● **THE RECORDS**:
###

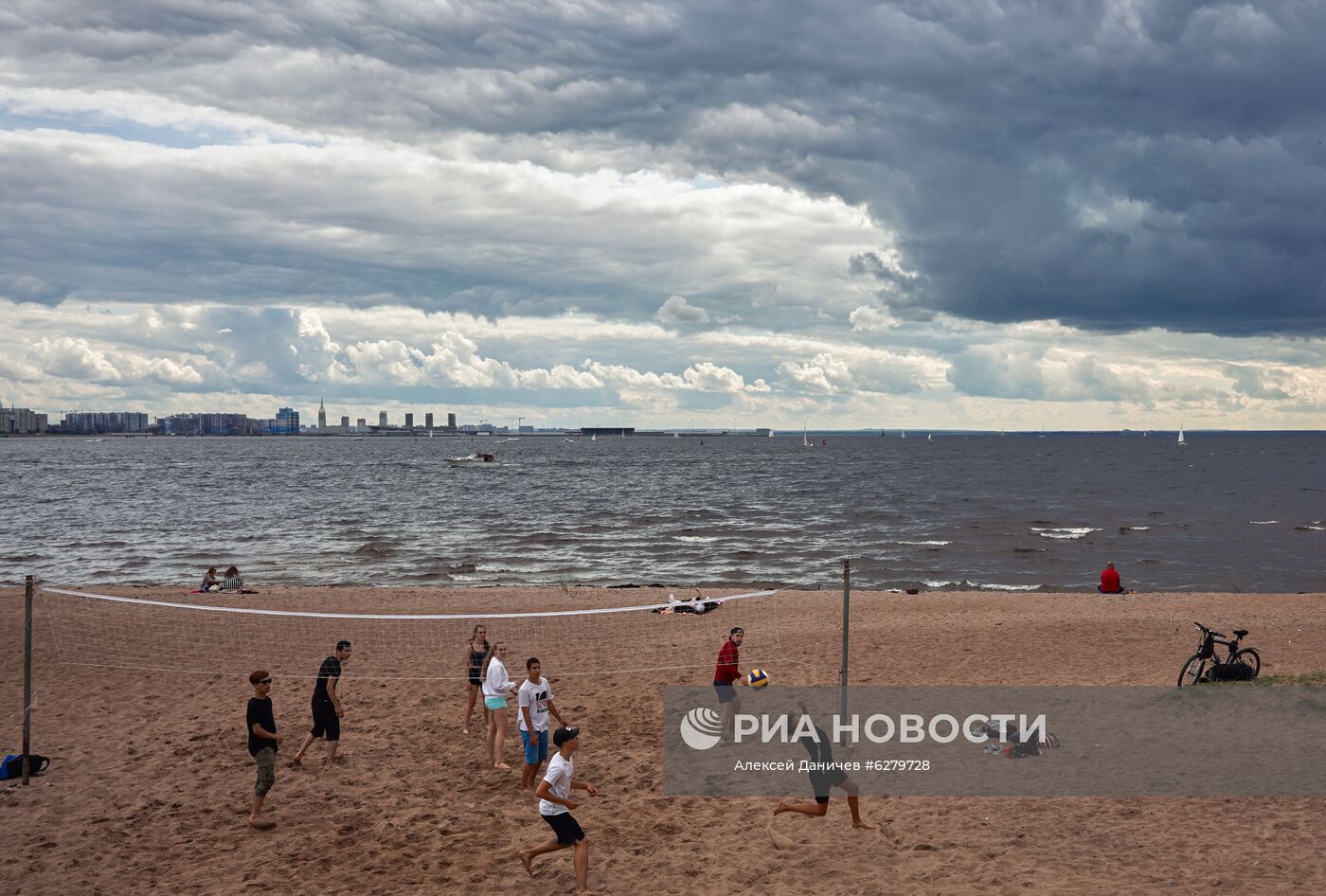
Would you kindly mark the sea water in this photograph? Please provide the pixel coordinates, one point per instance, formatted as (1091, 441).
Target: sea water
(1018, 513)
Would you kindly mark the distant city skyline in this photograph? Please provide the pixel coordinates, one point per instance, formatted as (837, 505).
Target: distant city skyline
(1005, 215)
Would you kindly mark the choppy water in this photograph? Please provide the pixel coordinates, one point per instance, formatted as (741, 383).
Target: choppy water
(1230, 511)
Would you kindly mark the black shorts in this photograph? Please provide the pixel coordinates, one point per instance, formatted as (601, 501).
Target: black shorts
(567, 829)
(822, 780)
(325, 723)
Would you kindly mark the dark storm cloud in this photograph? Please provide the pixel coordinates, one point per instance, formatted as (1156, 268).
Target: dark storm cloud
(1111, 165)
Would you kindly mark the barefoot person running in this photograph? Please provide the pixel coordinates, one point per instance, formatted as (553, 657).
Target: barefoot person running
(497, 684)
(262, 745)
(824, 776)
(556, 805)
(327, 707)
(475, 653)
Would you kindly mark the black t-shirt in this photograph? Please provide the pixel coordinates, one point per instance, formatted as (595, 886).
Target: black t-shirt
(260, 712)
(331, 669)
(821, 750)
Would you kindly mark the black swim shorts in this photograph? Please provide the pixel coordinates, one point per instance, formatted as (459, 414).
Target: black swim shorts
(325, 723)
(822, 780)
(567, 829)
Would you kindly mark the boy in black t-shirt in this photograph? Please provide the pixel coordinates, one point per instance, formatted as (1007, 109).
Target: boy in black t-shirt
(262, 744)
(327, 707)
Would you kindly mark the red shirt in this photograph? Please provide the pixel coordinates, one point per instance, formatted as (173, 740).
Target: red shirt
(726, 672)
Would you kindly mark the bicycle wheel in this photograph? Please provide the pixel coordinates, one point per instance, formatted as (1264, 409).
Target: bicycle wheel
(1192, 670)
(1250, 656)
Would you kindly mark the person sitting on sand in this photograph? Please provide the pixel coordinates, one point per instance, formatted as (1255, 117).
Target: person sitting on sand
(556, 805)
(497, 684)
(475, 653)
(824, 776)
(327, 707)
(232, 582)
(262, 745)
(1110, 582)
(533, 704)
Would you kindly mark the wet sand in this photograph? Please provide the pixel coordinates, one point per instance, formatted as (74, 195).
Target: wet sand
(150, 780)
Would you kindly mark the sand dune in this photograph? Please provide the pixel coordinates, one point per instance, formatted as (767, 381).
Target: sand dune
(149, 785)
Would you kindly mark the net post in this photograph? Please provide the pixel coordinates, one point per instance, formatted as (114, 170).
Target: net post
(27, 677)
(846, 617)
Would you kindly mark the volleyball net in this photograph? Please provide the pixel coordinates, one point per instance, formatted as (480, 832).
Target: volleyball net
(134, 633)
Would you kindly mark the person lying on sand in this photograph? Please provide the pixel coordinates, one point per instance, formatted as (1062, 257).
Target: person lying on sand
(821, 780)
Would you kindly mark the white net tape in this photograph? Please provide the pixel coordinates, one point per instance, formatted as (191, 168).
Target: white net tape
(132, 633)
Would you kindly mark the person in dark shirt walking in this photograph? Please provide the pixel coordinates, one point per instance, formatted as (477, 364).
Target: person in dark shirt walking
(327, 707)
(262, 745)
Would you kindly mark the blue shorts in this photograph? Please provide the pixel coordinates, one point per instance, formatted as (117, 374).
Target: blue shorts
(536, 749)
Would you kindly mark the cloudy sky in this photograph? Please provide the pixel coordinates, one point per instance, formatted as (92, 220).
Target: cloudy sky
(931, 214)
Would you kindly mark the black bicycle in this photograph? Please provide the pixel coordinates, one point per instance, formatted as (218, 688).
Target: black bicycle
(1197, 669)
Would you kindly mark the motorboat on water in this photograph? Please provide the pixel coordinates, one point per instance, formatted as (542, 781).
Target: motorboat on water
(474, 460)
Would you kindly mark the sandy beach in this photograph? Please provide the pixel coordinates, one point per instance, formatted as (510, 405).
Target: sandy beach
(150, 780)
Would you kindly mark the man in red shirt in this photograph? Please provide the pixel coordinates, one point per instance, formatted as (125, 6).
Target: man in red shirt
(1110, 581)
(726, 674)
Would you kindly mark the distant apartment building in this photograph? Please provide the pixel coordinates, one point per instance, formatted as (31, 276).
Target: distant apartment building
(211, 424)
(287, 421)
(15, 421)
(85, 421)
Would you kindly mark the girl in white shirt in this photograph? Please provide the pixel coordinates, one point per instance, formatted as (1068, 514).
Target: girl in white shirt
(497, 684)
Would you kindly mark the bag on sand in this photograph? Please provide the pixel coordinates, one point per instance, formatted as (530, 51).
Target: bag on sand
(1237, 671)
(12, 766)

###

● **PROBLEM STATEMENT**: No pictures belong in the answer; copy all other parts of the listing exactly.

● **EXERCISE OUTPUT**:
Would you kindly mark the sea water in this photograph? Please provide the pixel coordinates, one point per instance, formatted as (1091, 441).
Target: sea water
(1018, 513)
Would you kindly mark the distant city skyline in this photograph? Please provide the pixel coordinates, one point per instance, formatted as (837, 505).
Target: distant city skyline
(1005, 215)
Would you kindly mark the choppy water in this photograph? Please provide the pixel coordinates, one point per instance, formatted as (741, 383).
Target: choppy water
(1230, 511)
Would you kindly mark the black shorts in this photograph? Please provide the pixel coordinates, one point per instance, formatted as (601, 501).
Target: black shorts
(567, 829)
(822, 780)
(325, 723)
Would you kindly mark the dark storm cloud in this photograph? Please provide the pixel coordinates, one point per instance, formatted as (1156, 268).
Target: dark storm cloud
(1111, 165)
Would you kindly mark the barefoot person running in this photograph? Please provide the pixel coordinates, one point per instance, formatted as (553, 657).
Target: barefoot person running
(497, 684)
(262, 745)
(824, 776)
(556, 805)
(327, 707)
(475, 653)
Would you kindly mark the black t-shirt in this photograph? Please provide the pixel coordinates, one point per instance, formatted as (595, 886).
Target: black t-shirt
(260, 712)
(331, 669)
(821, 750)
Would you kindly mark the black swim shorts in this photograph? Please provide the pixel coordinates, one point per instance, formatted as (459, 414).
Target: black swim shorts
(325, 723)
(822, 780)
(567, 829)
Would you kindly mark the boy in black t-shirt in this photograph? Please provide the pixel coordinates, one point per instance, formatted as (1007, 109).
Target: boy in black t-shirt
(262, 744)
(327, 707)
Would you kindly mark the red shirt in this photograph? Please provide the pixel coordinates, one point per instance, formatted as (173, 740).
Target: red shirt
(726, 672)
Would you kindly mark the bicycle wheel in this photograph? Please provide the pixel coordinates, one point per instance, formatted as (1264, 409).
Target: bicycle wheel
(1192, 670)
(1250, 656)
Would you kindly mark the person sitting on sand in this photograph? Please provide the pixel coordinates, one point per instance, formatted as (1255, 117).
Target: person sitting on sand
(556, 805)
(497, 684)
(475, 653)
(824, 776)
(327, 707)
(232, 582)
(262, 745)
(1110, 582)
(533, 704)
Would you kindly mark the wet sand in this photograph? Please provide the pixel coordinates, one point per instance, formatted as (74, 195).
Target: wet sand
(150, 780)
Would you kindly mark the sand dune in this photograph? Please provide the pixel coordinates, one point per instance, formatted as (767, 381).
Target: sand dune
(149, 785)
Would you kindly mark the net post in this photograph? Please provide the pixel coordinates, one point per instance, formatted as (114, 170).
Target: net post
(27, 677)
(846, 617)
Would you kindly mark the volleyball net in this photograph? Please provide the pixel coordinates, one point per instance, formatted as (480, 832).
Target: volleyball net
(134, 633)
Would you kindly mark the person lying on sand in this photograph? Please provide the pixel coordinates, one point per instance, formatted as (1062, 257).
Target: person lying on sand
(821, 780)
Would you kindly mark the white net tape in this photograph? Please provide the pixel coordinates, one point per instance, formatted as (191, 168).
Target: white net tape
(132, 633)
Would you kindly mark the person in dark shirt walking in this photograph? Please provide the pixel coordinates, one point per instance, formatted as (477, 364).
Target: person in dark shirt walking
(327, 707)
(262, 745)
Would you kindly mark the blue shorts in this photograph? Please provide the pixel coordinates, one point per instance, formatted as (117, 374).
Target: blue shorts
(536, 749)
Would you kindly mark the cloudy sky in this photograph? Please provide the pixel coordinates, one point per instance, formatted as (92, 220).
Target: cloudy sky
(931, 214)
Would you kindly mark the black bicycle in this photograph? Please provide the pixel coordinates, one point per instance, formatted as (218, 688).
Target: black bicycle
(1197, 669)
Would you kindly mark the motorboat on water in this photograph? Please provide the pixel coordinates, one point per instance, formatted as (542, 781).
Target: motorboat on water
(474, 460)
Would you kindly mark the sandy beach in this photograph? Please provide the pixel coordinates, one point per instance, formatted as (510, 405).
Target: sandy beach
(150, 780)
Would you kindly mark the man in red shirt in this photograph? Please provide the pixel coordinates, one point per instance, formatted as (125, 6).
Target: man in red shirt
(1110, 581)
(726, 674)
Would you kindly mark the distant apartment building in this photograph? Please provide the pixel coordinates, one point per instance, formatted as (31, 276).
Target: distant apartment building
(211, 424)
(287, 421)
(15, 421)
(85, 421)
Would you kindly mark the girl in white shirt in this photograph? Please provide the pixel coordinates, one point per instance, formatted as (1068, 514).
Target: girl in white shirt
(497, 684)
Would you kindly mark the bag on sand in this photograph? Please provide the pixel coordinates, one point per instance, formatted as (530, 51).
Target: bag on sand
(1237, 671)
(12, 766)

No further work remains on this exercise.